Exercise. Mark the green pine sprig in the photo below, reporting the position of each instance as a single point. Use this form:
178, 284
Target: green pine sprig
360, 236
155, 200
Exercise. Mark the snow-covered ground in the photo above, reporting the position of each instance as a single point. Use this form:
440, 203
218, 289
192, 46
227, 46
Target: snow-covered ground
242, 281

**Exercise**:
Having read the material, return all of it word for word.

**Solution to this problem**:
Exercise. Mark the green pine sprig in the photo below, reporting the position of each instance as a single point. Use this form:
178, 284
Target: green pine sprig
360, 236
155, 200
Exercise. Mark the snow-covered ground in the photo above, reporting the position of each instance as a single point. Use this form:
440, 203
218, 289
192, 46
227, 46
Target: snow-covered ground
242, 281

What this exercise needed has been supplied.